YOUR INSTRUCTIONS —
Print the records below from the line containing "[locate] the pink azalea" through the end of the records, inclusive, with every line reproduced unchanged.
[Start of TASK INPUT]
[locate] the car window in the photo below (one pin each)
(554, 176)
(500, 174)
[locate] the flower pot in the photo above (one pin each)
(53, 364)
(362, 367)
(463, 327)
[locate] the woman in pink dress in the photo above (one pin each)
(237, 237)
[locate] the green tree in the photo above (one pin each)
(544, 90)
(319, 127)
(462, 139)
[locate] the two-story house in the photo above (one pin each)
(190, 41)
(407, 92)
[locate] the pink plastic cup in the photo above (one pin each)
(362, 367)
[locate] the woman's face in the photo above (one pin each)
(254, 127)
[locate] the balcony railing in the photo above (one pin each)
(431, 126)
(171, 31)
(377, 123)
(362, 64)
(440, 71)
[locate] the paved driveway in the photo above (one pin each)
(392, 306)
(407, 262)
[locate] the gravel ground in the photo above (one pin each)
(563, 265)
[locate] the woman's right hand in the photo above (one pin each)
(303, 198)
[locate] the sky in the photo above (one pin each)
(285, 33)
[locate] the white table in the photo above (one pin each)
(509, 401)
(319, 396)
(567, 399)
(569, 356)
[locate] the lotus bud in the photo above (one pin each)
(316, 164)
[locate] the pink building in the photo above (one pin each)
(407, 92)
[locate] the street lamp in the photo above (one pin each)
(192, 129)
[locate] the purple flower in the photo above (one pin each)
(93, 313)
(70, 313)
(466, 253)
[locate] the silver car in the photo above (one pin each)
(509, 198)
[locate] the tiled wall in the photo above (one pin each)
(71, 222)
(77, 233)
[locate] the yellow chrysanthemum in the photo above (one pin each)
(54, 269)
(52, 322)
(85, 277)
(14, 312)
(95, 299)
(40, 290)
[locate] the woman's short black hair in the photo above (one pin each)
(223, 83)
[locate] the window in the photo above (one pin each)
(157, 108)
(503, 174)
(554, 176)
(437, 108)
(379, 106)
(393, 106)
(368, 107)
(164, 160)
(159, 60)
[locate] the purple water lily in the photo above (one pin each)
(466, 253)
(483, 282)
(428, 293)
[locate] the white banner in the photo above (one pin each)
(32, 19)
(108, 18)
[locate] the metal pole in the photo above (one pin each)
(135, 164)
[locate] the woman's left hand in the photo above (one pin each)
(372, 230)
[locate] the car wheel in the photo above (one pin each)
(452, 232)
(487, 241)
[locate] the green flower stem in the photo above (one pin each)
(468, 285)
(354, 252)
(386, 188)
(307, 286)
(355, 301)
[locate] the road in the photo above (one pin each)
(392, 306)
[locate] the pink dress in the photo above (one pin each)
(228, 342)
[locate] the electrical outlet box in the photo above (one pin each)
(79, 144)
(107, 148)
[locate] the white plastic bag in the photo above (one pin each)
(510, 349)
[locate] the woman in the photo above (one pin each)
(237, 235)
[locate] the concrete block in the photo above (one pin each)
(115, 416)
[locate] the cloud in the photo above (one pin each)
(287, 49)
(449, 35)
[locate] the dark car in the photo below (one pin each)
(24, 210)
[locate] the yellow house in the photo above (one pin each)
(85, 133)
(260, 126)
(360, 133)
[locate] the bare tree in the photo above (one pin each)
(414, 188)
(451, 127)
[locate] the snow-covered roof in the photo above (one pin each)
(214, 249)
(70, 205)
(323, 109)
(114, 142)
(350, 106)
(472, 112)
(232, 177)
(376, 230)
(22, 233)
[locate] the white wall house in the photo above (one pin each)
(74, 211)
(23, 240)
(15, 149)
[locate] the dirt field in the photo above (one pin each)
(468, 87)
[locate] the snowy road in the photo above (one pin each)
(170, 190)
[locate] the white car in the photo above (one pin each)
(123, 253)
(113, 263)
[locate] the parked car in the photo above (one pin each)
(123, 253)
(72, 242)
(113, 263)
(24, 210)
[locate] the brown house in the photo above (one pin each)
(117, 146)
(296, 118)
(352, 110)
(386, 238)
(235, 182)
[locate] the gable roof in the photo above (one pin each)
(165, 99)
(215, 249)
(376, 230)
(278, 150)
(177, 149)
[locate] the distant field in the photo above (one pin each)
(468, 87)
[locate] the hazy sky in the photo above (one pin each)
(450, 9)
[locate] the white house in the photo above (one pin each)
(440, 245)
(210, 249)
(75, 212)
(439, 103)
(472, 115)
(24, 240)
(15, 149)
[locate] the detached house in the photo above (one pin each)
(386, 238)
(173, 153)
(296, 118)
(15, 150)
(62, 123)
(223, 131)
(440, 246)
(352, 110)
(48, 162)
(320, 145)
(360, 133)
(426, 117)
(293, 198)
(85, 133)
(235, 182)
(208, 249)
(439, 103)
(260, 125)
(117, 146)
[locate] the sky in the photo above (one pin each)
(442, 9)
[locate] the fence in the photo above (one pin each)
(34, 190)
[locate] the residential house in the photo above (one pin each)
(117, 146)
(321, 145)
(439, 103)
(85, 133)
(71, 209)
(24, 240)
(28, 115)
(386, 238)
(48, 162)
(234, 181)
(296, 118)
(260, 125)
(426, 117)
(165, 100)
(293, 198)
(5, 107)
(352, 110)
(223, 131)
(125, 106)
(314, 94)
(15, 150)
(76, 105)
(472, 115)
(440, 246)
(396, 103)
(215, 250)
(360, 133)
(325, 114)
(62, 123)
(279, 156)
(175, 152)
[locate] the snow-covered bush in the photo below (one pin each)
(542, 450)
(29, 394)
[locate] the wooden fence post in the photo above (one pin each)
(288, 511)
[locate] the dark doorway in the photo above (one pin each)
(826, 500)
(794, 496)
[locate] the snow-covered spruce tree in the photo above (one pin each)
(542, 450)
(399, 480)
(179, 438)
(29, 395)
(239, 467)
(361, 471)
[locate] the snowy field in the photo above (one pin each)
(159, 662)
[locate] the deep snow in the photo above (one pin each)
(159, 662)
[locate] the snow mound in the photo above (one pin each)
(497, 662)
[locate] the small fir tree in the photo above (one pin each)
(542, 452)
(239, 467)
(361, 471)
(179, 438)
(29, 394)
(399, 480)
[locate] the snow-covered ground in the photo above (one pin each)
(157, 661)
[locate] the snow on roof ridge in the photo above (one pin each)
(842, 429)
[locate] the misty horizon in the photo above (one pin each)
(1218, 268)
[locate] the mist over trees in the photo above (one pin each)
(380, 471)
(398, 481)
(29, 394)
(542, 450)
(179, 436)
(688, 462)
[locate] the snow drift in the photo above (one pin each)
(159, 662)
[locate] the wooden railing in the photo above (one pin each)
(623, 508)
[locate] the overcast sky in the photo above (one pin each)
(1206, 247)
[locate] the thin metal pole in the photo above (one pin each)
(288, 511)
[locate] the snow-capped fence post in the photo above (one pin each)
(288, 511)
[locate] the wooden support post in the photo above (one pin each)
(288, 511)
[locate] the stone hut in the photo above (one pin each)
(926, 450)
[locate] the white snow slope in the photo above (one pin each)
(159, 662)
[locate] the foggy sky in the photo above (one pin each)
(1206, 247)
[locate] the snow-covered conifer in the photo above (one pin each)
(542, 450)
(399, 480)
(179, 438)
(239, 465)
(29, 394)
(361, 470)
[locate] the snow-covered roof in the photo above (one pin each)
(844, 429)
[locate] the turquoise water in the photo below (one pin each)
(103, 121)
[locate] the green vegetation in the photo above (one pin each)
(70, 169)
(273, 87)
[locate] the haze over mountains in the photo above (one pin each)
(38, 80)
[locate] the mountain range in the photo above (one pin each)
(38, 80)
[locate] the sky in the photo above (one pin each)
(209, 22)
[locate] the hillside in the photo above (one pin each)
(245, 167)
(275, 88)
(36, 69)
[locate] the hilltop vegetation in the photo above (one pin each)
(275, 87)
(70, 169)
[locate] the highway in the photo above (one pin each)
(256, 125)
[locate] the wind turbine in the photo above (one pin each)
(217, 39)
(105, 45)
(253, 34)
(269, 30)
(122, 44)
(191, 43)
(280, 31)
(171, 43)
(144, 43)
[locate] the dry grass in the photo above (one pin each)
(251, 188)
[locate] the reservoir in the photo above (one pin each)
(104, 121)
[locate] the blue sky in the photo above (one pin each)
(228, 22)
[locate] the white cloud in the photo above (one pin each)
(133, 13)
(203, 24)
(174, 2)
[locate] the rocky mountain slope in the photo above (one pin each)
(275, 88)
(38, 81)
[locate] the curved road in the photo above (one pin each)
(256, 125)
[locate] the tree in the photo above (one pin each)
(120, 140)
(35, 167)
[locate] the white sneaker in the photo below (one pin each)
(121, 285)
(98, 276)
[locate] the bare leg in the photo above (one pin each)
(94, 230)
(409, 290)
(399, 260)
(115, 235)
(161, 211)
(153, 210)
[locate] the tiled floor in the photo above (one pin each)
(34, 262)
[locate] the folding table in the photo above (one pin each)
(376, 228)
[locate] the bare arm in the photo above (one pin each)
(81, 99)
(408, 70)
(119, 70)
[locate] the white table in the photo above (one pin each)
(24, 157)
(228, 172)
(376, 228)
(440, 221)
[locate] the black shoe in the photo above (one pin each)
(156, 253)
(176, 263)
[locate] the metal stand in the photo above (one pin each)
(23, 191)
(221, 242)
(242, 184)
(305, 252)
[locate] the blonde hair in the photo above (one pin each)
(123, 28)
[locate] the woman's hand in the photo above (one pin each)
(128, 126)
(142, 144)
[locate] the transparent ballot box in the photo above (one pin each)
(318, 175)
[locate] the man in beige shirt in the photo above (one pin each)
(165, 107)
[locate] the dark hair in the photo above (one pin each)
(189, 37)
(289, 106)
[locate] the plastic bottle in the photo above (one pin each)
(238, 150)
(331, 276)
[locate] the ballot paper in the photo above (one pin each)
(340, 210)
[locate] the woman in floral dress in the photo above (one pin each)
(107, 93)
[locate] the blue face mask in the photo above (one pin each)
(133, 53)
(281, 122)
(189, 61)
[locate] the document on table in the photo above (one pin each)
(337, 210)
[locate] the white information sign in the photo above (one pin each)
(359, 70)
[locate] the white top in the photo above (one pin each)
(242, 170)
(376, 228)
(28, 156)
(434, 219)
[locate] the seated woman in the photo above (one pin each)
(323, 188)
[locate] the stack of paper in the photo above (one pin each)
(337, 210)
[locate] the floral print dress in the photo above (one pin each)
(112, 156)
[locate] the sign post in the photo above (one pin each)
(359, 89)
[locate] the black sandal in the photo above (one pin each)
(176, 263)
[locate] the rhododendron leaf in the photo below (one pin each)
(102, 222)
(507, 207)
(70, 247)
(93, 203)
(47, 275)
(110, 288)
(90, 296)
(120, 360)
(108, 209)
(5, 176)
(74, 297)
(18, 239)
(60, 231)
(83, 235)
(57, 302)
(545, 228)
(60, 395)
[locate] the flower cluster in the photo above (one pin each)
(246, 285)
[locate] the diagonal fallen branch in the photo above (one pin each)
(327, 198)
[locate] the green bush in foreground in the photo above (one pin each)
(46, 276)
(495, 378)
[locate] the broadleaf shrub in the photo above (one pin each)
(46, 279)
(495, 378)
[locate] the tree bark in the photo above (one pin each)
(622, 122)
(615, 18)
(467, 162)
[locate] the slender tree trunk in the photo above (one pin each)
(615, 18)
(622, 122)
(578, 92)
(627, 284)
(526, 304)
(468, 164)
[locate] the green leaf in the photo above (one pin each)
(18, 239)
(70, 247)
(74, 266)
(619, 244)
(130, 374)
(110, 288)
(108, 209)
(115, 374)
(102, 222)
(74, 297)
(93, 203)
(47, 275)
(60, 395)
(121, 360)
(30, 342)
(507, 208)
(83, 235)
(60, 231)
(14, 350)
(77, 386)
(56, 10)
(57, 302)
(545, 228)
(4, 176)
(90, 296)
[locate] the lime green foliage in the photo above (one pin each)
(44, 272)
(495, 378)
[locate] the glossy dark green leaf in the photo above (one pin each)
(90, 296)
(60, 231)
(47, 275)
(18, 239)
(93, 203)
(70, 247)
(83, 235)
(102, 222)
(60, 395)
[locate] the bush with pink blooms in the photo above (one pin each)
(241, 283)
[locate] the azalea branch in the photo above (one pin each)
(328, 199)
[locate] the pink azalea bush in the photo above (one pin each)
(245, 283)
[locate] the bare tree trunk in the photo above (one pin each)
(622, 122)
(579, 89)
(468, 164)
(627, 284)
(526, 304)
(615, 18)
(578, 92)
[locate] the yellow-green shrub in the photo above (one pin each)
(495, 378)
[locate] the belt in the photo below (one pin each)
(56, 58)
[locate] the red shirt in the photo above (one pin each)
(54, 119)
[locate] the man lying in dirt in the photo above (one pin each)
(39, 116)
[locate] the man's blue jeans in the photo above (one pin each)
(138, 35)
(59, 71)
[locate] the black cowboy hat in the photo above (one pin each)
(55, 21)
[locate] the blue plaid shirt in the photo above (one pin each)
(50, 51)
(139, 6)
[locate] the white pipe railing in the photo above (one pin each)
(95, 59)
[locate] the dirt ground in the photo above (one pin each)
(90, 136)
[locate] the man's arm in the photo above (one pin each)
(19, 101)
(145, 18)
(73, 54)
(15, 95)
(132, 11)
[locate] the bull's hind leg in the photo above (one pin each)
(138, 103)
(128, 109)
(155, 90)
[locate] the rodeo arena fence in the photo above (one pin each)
[End of TASK INPUT]
FINAL RESULT —
[locate] the pink azalea bush in the photo above (one pin each)
(245, 283)
[locate] the bare tree trunk in the photo above (one pin each)
(622, 122)
(579, 89)
(468, 164)
(627, 284)
(526, 304)
(615, 18)
(578, 92)
[locate] the yellow-green shrub in the photo above (one pin each)
(495, 378)
[locate] the belt in the photo below (one pin each)
(56, 58)
[locate] the red shirt in the photo above (one pin each)
(54, 119)
[locate] the man lying in dirt in the photo above (one pin each)
(39, 116)
[locate] the man's blue jeans in the photo above (one pin each)
(138, 35)
(59, 71)
[locate] the black cowboy hat in the photo above (one pin each)
(55, 21)
[locate] the blue plaid shirt in the photo above (one pin each)
(50, 51)
(139, 6)
[locate] the white pipe railing in the photo above (one pin each)
(95, 59)
[locate] the dirt ground in the photo above (one pin each)
(90, 136)
[locate] the man's arm in the photo above (one pin each)
(19, 101)
(145, 18)
(73, 54)
(15, 95)
(132, 11)
[locate] the bull's hind leg in the photo above (one pin each)
(138, 103)
(128, 109)
(155, 90)
[locate] the rodeo arena fence in the photo above (one pin each)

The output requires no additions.